*** Opening DATA PROVIDED ***

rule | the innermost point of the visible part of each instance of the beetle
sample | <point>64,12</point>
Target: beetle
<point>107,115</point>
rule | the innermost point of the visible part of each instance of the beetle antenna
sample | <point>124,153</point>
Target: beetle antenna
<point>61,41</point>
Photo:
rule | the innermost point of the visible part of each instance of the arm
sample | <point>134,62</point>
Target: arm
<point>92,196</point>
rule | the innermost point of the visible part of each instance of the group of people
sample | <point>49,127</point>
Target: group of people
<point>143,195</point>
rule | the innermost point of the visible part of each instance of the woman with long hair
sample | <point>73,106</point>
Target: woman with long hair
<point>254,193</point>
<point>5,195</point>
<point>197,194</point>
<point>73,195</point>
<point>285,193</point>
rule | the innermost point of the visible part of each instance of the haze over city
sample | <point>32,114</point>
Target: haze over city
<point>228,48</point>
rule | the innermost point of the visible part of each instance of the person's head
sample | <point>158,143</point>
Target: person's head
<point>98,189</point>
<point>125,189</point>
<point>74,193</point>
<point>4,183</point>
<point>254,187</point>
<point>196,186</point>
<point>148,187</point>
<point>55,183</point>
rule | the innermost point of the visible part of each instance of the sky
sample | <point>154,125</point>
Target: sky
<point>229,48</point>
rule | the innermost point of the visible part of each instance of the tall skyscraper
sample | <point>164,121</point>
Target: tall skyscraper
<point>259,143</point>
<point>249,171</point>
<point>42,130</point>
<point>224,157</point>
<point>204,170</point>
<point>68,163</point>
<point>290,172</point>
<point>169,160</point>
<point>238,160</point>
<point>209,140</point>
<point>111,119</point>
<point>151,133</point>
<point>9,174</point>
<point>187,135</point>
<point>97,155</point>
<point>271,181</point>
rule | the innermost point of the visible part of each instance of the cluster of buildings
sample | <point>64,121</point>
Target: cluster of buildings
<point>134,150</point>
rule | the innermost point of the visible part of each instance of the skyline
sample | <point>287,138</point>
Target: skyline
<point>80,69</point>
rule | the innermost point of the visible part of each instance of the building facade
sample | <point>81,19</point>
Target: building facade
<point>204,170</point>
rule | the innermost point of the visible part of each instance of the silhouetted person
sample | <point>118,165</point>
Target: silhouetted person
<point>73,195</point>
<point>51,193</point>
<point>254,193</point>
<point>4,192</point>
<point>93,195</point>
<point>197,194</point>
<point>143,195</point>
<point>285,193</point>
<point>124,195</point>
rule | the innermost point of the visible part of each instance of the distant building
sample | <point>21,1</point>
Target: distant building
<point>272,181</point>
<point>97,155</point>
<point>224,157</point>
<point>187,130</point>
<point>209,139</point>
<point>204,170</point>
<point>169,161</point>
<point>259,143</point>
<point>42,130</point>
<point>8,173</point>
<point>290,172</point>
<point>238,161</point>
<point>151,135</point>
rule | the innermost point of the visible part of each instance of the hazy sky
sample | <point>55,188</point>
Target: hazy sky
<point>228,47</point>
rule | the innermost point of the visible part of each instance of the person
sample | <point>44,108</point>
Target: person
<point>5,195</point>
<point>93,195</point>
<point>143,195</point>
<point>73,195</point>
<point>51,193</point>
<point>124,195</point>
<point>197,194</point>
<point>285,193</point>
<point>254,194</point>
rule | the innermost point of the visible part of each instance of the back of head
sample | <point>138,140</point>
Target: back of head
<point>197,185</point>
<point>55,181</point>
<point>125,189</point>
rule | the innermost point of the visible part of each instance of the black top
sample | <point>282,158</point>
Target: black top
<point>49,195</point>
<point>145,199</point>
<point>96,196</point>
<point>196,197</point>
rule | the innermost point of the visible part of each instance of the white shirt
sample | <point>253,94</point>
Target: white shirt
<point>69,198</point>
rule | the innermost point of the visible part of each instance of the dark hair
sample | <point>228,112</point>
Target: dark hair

*** Closing DATA PROVIDED ***

Looking at the entries, state how many lines hold the string "dark", with the number as the sole reply.

2